** Provided data follows **

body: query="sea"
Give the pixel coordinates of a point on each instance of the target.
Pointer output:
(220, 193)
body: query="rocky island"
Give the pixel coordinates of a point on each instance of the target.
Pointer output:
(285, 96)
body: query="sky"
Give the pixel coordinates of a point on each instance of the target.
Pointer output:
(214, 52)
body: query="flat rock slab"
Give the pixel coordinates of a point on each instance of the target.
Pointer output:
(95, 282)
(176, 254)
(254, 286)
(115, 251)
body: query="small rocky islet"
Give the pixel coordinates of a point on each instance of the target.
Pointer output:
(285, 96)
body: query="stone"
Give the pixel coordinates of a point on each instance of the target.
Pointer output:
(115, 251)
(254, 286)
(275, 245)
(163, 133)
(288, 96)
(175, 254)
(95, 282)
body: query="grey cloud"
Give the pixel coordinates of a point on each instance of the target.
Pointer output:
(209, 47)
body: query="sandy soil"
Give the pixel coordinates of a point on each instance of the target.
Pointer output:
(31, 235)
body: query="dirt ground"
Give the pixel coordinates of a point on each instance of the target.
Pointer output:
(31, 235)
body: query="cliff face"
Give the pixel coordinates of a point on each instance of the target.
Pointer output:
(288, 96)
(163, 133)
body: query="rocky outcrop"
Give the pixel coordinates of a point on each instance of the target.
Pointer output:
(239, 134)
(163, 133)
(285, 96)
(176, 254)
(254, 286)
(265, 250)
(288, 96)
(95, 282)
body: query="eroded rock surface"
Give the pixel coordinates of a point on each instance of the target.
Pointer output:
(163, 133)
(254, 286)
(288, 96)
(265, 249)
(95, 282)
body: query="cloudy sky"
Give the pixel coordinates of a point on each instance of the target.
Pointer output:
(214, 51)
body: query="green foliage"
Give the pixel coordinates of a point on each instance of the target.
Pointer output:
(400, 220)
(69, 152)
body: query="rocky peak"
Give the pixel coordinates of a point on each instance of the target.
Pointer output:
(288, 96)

** End of Provided data **

* _Activity_
All entries must be given again exactly.

* _Response to the exercise_
body: query="sea"
Give the pixel coordinates of a point on each instance of the target.
Pointer output:
(220, 193)
body: query="rocky island"
Give the pixel coordinates of a point on each instance of the target.
Pointer output:
(285, 96)
body: query="sky"
Give the pixel coordinates of a point on each instance of the target.
Pointer output:
(214, 52)
body: query="flat rock slab"
Give the pixel coordinates of a point on each instance of the target.
Pointer output:
(95, 282)
(176, 254)
(254, 286)
(115, 251)
body: query="small rocky islet"
Give the pixel coordinates of a point on each instance of the target.
Pointer output:
(285, 96)
body: query="stone"
Give the pixel coordinates of a point on each instance of the target.
Pointer output:
(115, 251)
(254, 286)
(275, 245)
(163, 133)
(288, 96)
(175, 254)
(95, 282)
body: query="grey cloud"
Give the pixel coordinates of a point on each instance of the target.
Pointer output:
(209, 47)
body: query="sandy soil"
Give the pixel coordinates of a point on each instance of the target.
Pointer output:
(31, 235)
body: query="dirt ground"
Give the pixel coordinates of a point on each instance of the target.
Pointer output:
(31, 235)
body: query="cliff face"
Give the pixel coordinates of a point on each instance of the target.
Pointer output:
(288, 96)
(163, 133)
body: query="rocky outcrop"
Give the pixel coordinates of a point on each instance of the target.
Pointer output:
(239, 134)
(163, 133)
(285, 96)
(176, 254)
(254, 286)
(265, 250)
(288, 96)
(95, 282)
body: query="eroded rock surface"
Give the pixel coordinates of a point on each instance of the target.
Pointer output:
(163, 133)
(254, 286)
(288, 96)
(265, 249)
(95, 282)
body: query="cloudy sky"
Give the pixel coordinates of a point on each instance of the target.
Pointer output:
(214, 51)
body: query="green foliage"
Give the pixel coordinates of a point on each instance of the target.
Pointer output:
(400, 220)
(69, 152)
body: query="rocky peak"
Give the pixel coordinates of a point on each instance of the target.
Pointer output:
(288, 96)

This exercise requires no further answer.